YOUR GOAL: Set down all of the records word for word.

Stored data entries:
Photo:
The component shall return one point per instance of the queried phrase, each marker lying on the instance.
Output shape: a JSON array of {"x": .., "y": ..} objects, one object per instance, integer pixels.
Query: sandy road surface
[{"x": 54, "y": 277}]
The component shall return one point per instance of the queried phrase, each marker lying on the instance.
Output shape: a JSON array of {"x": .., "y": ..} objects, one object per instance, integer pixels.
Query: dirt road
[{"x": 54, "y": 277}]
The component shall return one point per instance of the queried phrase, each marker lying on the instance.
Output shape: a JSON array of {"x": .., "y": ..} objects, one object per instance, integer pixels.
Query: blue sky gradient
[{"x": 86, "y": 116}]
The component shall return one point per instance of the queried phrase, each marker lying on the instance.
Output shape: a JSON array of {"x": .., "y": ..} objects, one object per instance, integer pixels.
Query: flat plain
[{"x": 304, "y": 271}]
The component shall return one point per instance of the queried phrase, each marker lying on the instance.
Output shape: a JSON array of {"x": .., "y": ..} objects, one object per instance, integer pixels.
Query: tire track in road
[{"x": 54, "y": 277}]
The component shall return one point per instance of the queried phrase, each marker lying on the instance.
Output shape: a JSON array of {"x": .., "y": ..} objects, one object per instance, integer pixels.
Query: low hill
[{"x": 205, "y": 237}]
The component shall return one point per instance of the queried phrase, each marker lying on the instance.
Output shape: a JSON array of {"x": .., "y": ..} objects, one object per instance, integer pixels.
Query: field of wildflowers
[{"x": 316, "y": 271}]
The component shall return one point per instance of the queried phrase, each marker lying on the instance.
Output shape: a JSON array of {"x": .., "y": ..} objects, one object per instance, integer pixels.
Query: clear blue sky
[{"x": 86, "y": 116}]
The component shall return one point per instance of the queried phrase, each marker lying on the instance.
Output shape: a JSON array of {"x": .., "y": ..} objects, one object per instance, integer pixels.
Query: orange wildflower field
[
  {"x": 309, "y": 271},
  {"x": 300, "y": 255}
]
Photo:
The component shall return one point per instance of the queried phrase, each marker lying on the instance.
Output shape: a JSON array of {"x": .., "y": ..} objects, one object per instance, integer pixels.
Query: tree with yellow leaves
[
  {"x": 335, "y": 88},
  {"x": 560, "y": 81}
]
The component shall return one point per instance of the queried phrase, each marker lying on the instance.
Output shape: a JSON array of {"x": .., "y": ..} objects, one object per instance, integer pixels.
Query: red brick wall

SOLVED EXERCISE:
Photo:
The component shall return one point per instance of the queried phrase, each marker lying on the instance.
Output shape: a JSON array of {"x": .., "y": ..} objects, one object per instance, integer pixels.
Query: sandy road surface
[{"x": 54, "y": 277}]
The component shall return one point per instance of the queried phrase, each marker lying on the instance.
Output shape: a JSON array of {"x": .., "y": ..} objects, one object per instance, integer pixels.
Query: dirt road
[{"x": 54, "y": 277}]
The component shall return one point per instance of the queried phrase, each marker lying on the instance.
Output shape: a JSON array of {"x": .., "y": ..} objects, one object per instance, integer pixels.
Query: blue sky gradient
[{"x": 86, "y": 116}]
The component shall return one point per instance of the queried phrase, each marker lying on the instance.
Output shape: a JSON array of {"x": .., "y": ..} objects, one object per instance, integer pixels.
Query: flat plain
[{"x": 304, "y": 271}]
The component shall return one point per instance of the queried phrase, each marker lying on the instance.
Output shape: a JSON array of {"x": .., "y": ..} objects, one object per instance, integer pixels.
Query: tire track in road
[{"x": 54, "y": 277}]
The component shall return one point per instance of the queried phrase, each marker lying on the instance.
Output shape: a JSON array of {"x": .., "y": ..} objects, one object per instance, integer pixels.
Query: low hill
[{"x": 205, "y": 237}]
The component shall return one point per instance of the queried phrase, each marker lying on the instance.
Output shape: a JSON array of {"x": .., "y": ..} objects, one object per instance, integer pixels.
Query: field of wildflowers
[{"x": 316, "y": 271}]
The component shall return one point per instance of the queried phrase, each marker lying on the instance.
Output shape: a JSON array of {"x": .., "y": ..} objects, one object per instance, integer pixels.
Query: clear blue sky
[{"x": 86, "y": 116}]
The component shall return one point per instance of the queried phrase, each marker lying on the instance.
Output shape: a JSON array of {"x": .., "y": ..} objects, one object per instance, integer pixels.
Query: orange wildflower field
[
  {"x": 309, "y": 271},
  {"x": 300, "y": 255}
]
Photo:
The component shall return one point per instance of the queried phrase, each marker lying on the instance.
Output shape: a JSON array of {"x": .., "y": ..} objects, one object per instance, integer pixels.
Query: tree with yellow leaves
[
  {"x": 335, "y": 88},
  {"x": 560, "y": 81}
]
The component shall return one point per instance of the queried phrase, each marker lying on the instance.
Output shape: a JSON array of {"x": .., "y": ..} objects, one object per instance, integer pixels.
Query: red brick wall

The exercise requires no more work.